## Passage shown

****************

Enns is a member of the Society of Biblical Literature and has served on the Wisdom in Israel and Cognate Literature Session steering committee since 2006. He is also a member of the Institute for Biblical Research, where he served on the board of directors from 2004 to 2007 and the editorial board for the Bulletin for Biblical Research from 2002 to 2004.

In 2017, Enns launched the Bible For Normal People Podcast (B4NP) together with Jared Byas. In the weekly podcast, mainly theologians, but also musicians and journalists are invited and interviewed on biblical topics. Guests of the podcast so far have included Rob Bell, Richard Rohr, Brian McLaren, Jodi Magness, Rachel Held Evans, Bart D. Ehrman, Nadia Bolz-Weber, Jon D. Levenson and Kristin Kobes Du Mez.

Enns is currently the Abram S. Clemens professor of biblical studies at Eastern University (St. Davids, Pennsylvania).

Enns resides in southeastern Pennsylvania.

==Academic work==

Enns's academic interests include Old Testament theology, Biblical Theology, Wisdom Literature (especially Ecclesiastes), the New Testament use of the Old Testament, Second Temple literature, and the general issue of how the historical context of the Bible affects how the nature of Scripture is understood within Reformed tradition and Evangelical commitments. He has written many articles, essays, dictionary and encyclopedia entries, and book reviews on varied topics surrounding the Old Testament and its interpretation (see "Books" and "Articles and Essays" below). His 2008 edited volume (with Tremper Longman III), Dictionary of the Old Testament: Wisdom, Poetry, and Writings (IVP), won the Christianity Today "Award of Merit" for 2009 and the Evangelical Christian Publishers Association’s "2009 Christian Book of the Year" award in the Bible Reference and Study category. His 2012 publication, The Evolution of Adam: What the Bible Does and Doesn't Say about Human origins, won the gold award in the Religion category of the 2012 ForeWord Reviews Book of the Year Awards.
Enns has also contributed to a Bible curriculum for grades 1–12 Telling God's Story, and a book on the hermeneutical implications of the discussion between Christianity and science. He has also taught courses at Princeton Theological Seminary, Harvard University, Fuller Theological Seminary, Eastern University, and Biblical Theological Seminary.

==Inspiration and Incarnation==
Enns garnered significant attention for his 2005 book Inspiration and Incarnation: Evangelicals and the Problem of the Old Testament. His stated purpose for writing the book is "to bring an evangelical doctrine of Scripture into conversation with the implications generated by some important themes in modern biblical scholarship—particularly the Old Testament—over the past 150 years". Enns's primary audience is those readers who find it difficult to maintain their faith in God because "familiar and conventional" evangelical approaches often mishandle the challenges raised by modern biblical scholarship. Enns writes that evangelicals commonly take a defensive posture to new ideas, and that such defenses are "exercises in special pleading, attempts to hold on to comfortable ideas despite evidence that makes such ideas problematic. It is precisely the ineffectiveness of certain ways of thinking about the Bible that can sometimes cause significant cognitive dissonance for Christians who love and want to hold on to their Bible, but who also feel the weight of certain kinds of evidence".

****************

## Data section
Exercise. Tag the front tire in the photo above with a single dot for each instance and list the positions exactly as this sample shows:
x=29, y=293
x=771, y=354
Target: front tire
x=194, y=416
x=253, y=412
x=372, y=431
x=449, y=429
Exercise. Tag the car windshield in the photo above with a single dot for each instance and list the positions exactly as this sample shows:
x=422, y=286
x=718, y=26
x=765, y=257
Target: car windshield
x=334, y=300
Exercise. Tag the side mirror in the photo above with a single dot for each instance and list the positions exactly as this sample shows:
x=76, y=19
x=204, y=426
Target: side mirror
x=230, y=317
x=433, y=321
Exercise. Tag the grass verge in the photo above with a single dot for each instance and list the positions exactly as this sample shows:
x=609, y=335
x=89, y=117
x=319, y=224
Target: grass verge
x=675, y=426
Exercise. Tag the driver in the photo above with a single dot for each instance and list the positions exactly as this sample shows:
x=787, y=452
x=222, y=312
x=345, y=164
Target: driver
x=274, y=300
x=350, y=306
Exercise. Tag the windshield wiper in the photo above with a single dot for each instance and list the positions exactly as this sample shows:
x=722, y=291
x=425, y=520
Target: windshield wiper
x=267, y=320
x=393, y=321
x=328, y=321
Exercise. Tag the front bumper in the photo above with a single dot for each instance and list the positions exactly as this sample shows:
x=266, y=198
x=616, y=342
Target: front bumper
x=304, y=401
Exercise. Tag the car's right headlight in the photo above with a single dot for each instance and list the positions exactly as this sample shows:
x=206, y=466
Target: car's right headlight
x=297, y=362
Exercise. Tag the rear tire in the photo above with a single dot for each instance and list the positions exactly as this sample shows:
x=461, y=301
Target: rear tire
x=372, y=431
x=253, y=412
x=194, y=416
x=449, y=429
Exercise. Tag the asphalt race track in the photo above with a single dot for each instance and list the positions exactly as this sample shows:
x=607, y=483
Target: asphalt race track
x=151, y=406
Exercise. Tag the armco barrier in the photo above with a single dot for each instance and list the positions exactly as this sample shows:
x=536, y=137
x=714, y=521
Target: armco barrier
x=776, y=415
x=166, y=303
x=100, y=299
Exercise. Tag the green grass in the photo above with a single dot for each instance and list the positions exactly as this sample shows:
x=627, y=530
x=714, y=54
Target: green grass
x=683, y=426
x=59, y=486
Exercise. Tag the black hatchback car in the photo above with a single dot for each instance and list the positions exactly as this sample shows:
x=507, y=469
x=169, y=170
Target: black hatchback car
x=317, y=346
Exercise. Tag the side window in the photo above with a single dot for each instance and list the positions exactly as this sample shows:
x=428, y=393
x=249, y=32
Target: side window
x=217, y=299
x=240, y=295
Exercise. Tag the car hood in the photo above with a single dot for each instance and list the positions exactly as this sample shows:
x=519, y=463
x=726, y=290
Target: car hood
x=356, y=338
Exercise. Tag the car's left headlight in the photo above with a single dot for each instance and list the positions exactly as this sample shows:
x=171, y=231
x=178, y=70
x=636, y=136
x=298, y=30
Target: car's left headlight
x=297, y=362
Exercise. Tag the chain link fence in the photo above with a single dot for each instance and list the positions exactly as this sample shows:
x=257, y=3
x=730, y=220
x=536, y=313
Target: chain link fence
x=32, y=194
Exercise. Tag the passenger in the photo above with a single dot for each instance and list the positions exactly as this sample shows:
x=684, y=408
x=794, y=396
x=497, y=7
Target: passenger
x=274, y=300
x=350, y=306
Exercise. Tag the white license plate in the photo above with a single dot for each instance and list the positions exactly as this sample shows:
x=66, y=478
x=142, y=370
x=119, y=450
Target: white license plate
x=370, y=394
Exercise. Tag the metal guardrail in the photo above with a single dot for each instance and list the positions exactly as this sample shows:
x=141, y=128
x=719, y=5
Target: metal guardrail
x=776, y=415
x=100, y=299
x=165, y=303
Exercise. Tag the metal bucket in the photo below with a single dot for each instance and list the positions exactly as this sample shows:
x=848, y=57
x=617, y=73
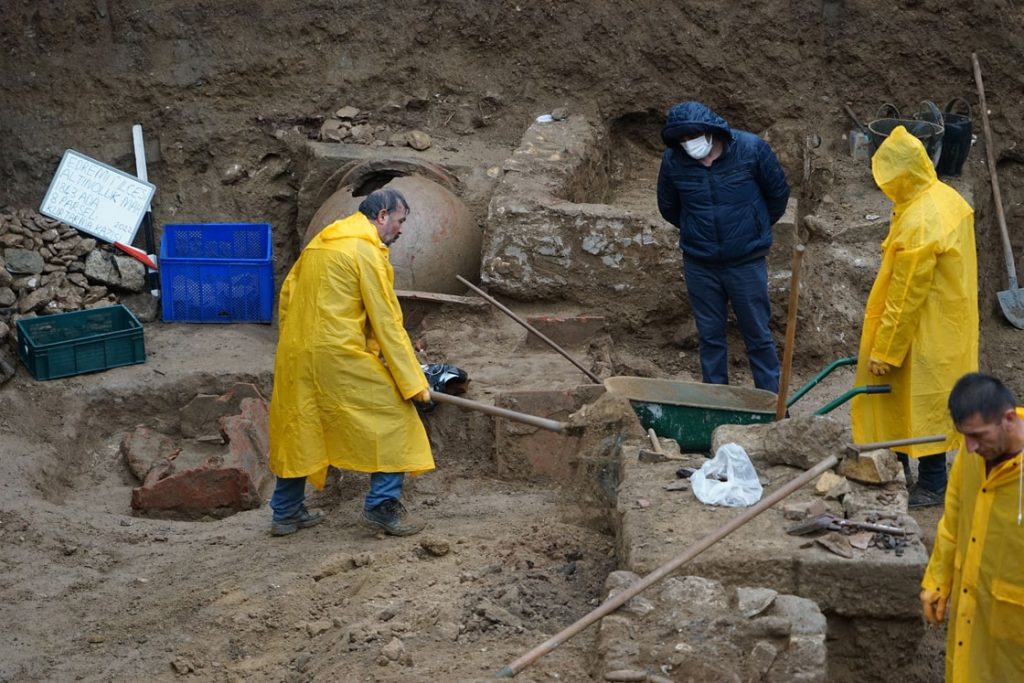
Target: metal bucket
x=956, y=140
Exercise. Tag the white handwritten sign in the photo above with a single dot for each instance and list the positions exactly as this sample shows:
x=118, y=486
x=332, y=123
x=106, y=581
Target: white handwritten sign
x=96, y=199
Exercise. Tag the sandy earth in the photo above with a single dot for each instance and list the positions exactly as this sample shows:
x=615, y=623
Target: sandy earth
x=93, y=593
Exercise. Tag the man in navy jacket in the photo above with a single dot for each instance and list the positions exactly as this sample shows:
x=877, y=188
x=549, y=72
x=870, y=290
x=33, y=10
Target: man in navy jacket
x=724, y=189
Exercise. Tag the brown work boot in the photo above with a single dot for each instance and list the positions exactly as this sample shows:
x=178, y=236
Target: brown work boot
x=391, y=517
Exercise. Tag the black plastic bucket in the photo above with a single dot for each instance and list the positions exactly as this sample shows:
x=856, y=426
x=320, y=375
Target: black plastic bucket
x=929, y=133
x=957, y=138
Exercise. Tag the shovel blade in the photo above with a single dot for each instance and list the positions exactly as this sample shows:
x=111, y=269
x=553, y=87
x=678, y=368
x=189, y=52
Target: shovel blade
x=1012, y=303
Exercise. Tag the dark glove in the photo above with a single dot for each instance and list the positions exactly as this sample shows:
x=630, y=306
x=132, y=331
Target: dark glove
x=444, y=379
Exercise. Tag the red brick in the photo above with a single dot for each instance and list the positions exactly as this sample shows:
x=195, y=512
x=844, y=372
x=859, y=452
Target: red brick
x=570, y=331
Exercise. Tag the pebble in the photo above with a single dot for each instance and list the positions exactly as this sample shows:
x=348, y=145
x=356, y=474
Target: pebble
x=436, y=547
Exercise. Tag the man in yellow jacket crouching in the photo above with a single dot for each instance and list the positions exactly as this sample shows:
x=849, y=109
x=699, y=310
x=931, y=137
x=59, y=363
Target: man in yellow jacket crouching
x=977, y=564
x=345, y=373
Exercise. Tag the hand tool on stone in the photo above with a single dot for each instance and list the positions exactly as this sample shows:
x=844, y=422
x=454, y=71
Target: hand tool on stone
x=1011, y=299
x=529, y=328
x=830, y=522
x=791, y=331
x=667, y=569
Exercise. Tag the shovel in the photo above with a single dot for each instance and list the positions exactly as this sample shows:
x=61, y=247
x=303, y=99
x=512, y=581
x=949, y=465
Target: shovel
x=1011, y=299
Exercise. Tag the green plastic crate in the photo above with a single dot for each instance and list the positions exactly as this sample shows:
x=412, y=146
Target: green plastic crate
x=83, y=341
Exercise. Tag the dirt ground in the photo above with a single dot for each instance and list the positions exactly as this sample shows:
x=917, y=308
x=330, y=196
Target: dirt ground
x=93, y=593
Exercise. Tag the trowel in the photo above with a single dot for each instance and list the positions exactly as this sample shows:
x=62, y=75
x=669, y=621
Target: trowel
x=830, y=522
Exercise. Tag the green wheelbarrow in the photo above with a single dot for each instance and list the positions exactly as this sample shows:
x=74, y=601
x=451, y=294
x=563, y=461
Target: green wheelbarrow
x=689, y=412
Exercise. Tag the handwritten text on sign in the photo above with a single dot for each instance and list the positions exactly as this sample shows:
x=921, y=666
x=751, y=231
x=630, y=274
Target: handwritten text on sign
x=96, y=199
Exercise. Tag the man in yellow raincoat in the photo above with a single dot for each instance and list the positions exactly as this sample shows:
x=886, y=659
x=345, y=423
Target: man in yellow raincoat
x=921, y=323
x=977, y=564
x=345, y=373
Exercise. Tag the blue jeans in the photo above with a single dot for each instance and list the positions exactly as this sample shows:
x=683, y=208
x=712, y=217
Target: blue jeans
x=290, y=494
x=711, y=289
x=931, y=471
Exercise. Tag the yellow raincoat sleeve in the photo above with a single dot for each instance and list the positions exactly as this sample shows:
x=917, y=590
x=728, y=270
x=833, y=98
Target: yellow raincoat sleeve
x=941, y=565
x=908, y=287
x=384, y=314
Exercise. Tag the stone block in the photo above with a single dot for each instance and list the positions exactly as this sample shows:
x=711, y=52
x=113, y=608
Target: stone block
x=879, y=466
x=144, y=447
x=889, y=500
x=569, y=331
x=826, y=482
x=753, y=601
x=115, y=270
x=526, y=452
x=201, y=417
x=547, y=236
x=873, y=585
x=784, y=237
x=202, y=479
x=800, y=441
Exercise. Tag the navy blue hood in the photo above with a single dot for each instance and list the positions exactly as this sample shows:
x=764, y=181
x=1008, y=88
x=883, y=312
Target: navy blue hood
x=692, y=118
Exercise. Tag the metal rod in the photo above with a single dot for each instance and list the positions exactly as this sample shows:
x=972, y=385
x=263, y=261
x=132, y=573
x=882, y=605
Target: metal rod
x=666, y=569
x=860, y=447
x=531, y=329
x=543, y=423
x=654, y=440
x=817, y=378
x=148, y=235
x=1008, y=252
x=791, y=331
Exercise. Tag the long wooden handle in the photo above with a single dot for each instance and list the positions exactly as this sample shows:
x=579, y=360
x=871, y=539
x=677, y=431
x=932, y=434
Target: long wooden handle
x=529, y=328
x=863, y=447
x=1008, y=251
x=666, y=569
x=532, y=420
x=791, y=332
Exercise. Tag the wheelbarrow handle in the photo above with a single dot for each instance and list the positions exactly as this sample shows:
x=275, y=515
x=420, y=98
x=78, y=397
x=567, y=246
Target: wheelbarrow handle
x=870, y=388
x=820, y=376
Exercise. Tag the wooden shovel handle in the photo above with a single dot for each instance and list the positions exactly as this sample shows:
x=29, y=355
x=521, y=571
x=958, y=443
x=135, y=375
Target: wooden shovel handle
x=791, y=331
x=1008, y=252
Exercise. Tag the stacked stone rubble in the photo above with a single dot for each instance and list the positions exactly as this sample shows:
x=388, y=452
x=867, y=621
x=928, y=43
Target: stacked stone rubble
x=50, y=267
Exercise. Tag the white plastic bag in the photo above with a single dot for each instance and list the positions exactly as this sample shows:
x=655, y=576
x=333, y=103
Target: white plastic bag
x=740, y=487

****************

## Stated problem
In the passage about Enns, with whom did he launch the Bible For Normal People Podcast in 2017?

## Reply
Jared Byas